Exercice écrit: Citez mot pour mot, dans l'extrait consacré au roman Le Mammouth, le passage allant de « Résultat des nombreux » jusqu'à « dit le Mammouth. » inclus.

Extrait à lire:
══════

« Montréal est spleenétique, en mars, et, dirait-on, ce mardi a absorbé les tristesses de mois entiers pour les recracher sur la ville sous forme de grisailles, de neige mouillée, d’un air humide et froid à vous transpercer les os. » En une phrase, Pierre Samson laisse entrevoir les temps de misère qui ont, un jour, ébranlé la métropole. C’est comme si les lecteurs, eux aussi, subissaient la lourde atmosphère de déception, de pauvreté et de panique qui secouait le Montréal des années 1930.
Résultat des nombreux abus de pouvoir des forces de l’ordre sur les gens démunis et sur les immigrants, le meurtre de Nikita Zynchuck, un immigrant ukrainien abattu de sang-froid par un policier, vient jeter un voile de terreur et de découragement profond sur les quartiers populaires. C’est le début d’une course contre la montre qui affecte toute la ville, lassée des drames qui surviennent depuis la Grande Crise. Tout en tension et en soubresauts, Le Mammouth de Pierre Samson (Héliotrope) met en lumière les jours qui précèdent et qui suivent la tragédie de la mort de Zynchuck, dit le Mammouth.
Parmi les témoins du drame, on retrouve Simone et Joshua. Des frissons sous la peau et une tension culturelle omniprésente accompagnent les déboires de ces deux jeunes personnages bien différents, pourtant rassemblés par un étrange amalgame de circonstances pour que la justice puisse triompher.

══════

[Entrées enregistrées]

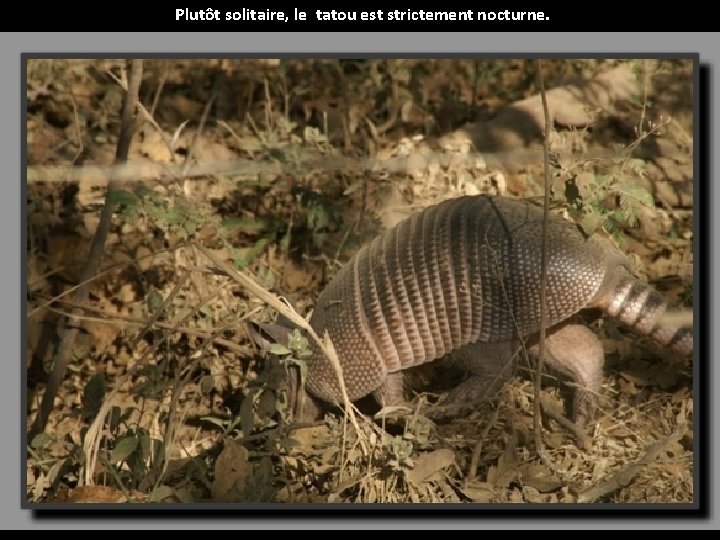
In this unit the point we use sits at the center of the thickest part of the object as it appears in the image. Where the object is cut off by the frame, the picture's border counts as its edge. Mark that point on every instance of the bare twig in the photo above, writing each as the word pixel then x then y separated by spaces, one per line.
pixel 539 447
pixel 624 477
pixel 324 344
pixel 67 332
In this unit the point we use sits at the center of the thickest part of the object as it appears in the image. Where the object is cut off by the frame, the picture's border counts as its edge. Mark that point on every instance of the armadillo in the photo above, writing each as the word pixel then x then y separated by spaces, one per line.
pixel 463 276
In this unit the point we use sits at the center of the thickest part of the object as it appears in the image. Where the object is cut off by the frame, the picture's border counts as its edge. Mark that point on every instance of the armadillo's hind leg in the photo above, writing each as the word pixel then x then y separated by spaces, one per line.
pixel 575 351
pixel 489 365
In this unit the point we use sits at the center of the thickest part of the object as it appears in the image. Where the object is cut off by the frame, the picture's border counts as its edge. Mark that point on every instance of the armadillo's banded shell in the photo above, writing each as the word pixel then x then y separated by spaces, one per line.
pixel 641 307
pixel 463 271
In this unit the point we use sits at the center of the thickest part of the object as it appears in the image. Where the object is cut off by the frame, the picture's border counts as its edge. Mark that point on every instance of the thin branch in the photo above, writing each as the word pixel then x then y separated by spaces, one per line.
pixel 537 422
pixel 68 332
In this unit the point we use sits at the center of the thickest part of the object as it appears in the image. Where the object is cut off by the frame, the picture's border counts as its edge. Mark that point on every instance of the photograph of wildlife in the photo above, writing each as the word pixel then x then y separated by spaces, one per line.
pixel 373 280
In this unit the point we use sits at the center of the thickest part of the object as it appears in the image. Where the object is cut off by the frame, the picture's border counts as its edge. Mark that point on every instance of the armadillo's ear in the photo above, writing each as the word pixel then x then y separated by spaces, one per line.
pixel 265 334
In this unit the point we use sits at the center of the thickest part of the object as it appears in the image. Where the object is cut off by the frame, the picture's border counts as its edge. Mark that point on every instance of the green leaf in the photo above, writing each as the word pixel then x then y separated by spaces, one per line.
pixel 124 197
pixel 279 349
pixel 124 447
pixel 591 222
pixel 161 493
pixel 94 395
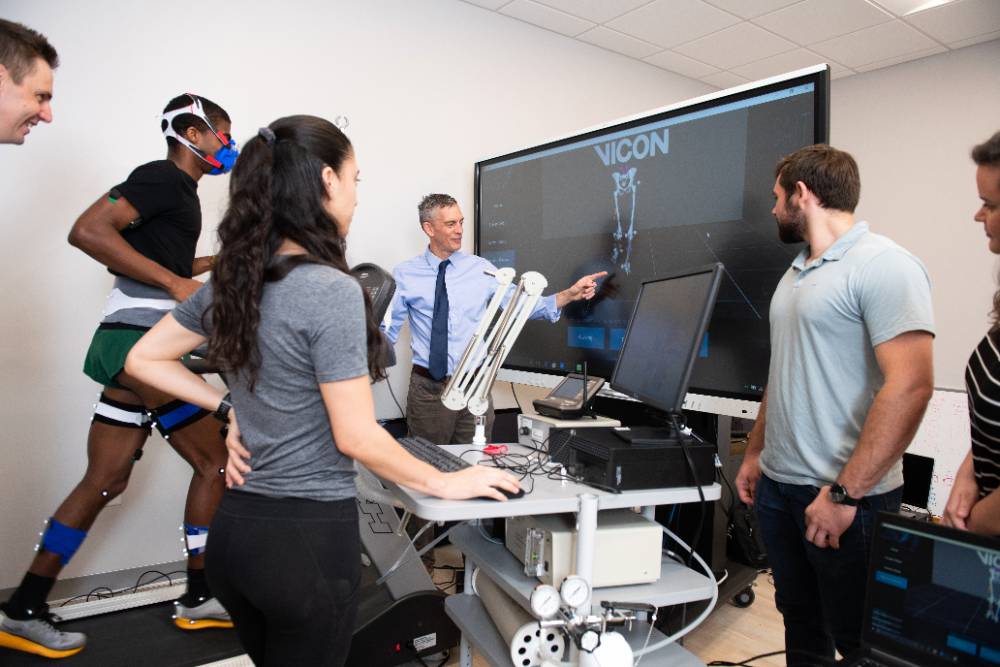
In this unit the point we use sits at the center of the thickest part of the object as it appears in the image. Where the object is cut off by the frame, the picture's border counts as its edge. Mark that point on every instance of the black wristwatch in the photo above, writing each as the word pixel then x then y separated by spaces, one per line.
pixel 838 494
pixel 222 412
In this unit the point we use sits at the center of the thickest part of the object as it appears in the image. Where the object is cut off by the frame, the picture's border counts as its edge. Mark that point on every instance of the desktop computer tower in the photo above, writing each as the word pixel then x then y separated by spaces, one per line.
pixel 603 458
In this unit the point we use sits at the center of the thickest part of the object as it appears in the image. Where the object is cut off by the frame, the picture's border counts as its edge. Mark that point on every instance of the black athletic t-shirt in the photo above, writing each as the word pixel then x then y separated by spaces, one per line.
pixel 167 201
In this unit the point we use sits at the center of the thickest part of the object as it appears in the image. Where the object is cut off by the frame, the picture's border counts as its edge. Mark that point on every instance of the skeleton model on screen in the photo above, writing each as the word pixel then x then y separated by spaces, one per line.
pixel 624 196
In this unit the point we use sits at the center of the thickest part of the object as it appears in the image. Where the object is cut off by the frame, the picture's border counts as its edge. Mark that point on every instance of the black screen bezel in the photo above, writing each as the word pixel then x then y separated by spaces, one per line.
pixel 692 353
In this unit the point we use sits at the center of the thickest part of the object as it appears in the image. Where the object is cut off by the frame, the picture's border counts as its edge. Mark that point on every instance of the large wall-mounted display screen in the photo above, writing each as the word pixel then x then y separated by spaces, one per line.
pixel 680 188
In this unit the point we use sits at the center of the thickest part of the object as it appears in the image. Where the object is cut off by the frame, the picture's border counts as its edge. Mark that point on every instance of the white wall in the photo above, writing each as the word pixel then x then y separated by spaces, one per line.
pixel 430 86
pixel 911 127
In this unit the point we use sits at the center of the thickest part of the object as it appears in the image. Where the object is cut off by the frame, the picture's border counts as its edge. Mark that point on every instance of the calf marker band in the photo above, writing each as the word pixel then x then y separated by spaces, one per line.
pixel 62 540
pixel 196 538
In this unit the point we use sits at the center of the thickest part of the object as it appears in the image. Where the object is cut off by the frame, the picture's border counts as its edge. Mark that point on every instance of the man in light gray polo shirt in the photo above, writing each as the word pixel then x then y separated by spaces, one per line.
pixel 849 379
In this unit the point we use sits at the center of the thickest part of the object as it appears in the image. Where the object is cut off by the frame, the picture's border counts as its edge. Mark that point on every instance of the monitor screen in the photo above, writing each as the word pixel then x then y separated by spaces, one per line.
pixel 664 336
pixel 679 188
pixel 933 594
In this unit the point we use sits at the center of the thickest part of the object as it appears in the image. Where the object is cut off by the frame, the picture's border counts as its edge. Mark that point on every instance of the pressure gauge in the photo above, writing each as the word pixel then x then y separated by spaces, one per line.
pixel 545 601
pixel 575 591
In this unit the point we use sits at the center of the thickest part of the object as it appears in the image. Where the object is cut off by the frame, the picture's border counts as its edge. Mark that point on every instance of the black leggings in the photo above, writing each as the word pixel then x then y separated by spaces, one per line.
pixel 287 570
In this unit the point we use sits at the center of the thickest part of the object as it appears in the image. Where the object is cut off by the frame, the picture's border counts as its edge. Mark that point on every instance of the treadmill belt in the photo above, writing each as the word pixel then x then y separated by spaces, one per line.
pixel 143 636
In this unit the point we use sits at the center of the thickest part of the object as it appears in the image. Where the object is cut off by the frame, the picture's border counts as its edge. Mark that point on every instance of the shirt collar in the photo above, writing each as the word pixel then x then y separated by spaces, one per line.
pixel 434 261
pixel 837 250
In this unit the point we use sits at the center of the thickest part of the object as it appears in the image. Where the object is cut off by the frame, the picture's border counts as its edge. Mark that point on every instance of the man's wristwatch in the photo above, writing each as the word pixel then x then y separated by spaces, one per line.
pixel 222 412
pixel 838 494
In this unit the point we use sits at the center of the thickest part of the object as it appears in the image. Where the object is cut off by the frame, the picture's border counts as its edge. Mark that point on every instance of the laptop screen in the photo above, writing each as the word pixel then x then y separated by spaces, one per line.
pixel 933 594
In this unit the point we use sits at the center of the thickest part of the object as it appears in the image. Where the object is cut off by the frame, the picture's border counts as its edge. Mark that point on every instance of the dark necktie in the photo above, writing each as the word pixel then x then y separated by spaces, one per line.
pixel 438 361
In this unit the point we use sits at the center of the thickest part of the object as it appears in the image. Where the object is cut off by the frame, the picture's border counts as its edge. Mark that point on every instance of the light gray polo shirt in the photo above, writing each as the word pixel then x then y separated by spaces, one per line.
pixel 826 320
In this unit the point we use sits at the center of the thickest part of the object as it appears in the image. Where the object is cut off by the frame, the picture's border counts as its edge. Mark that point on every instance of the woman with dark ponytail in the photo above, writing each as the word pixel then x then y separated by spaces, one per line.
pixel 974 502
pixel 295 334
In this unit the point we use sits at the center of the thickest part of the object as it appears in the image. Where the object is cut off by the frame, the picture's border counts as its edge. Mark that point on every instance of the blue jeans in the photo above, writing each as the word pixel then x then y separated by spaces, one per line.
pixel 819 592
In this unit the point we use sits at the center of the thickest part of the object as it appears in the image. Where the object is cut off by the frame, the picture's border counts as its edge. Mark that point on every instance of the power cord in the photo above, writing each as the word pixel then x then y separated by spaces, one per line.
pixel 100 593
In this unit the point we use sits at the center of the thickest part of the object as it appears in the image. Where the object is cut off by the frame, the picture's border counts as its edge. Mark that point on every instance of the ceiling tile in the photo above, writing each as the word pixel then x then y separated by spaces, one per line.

══════

Sortie attendue:
Résultat des nombreux abus de pouvoir des forces de l’ordre sur les gens démunis et sur les immigrants, le meurtre de Nikita Zynchuck, un immigrant ukrainien abattu de sang-froid par un policier, vient jeter un voile de terreur et de découragement profond sur les quartiers populaires. C’est le début d’une course contre la montre qui affecte toute la ville, lassée des drames qui surviennent depuis la Grande Crise. Tout en tension et en soubresauts, Le Mammouth de Pierre Samson (Héliotrope) met en lumière les jours qui précèdent et qui suivent la tragédie de la mort de Zynchuck, dit le Mammouth.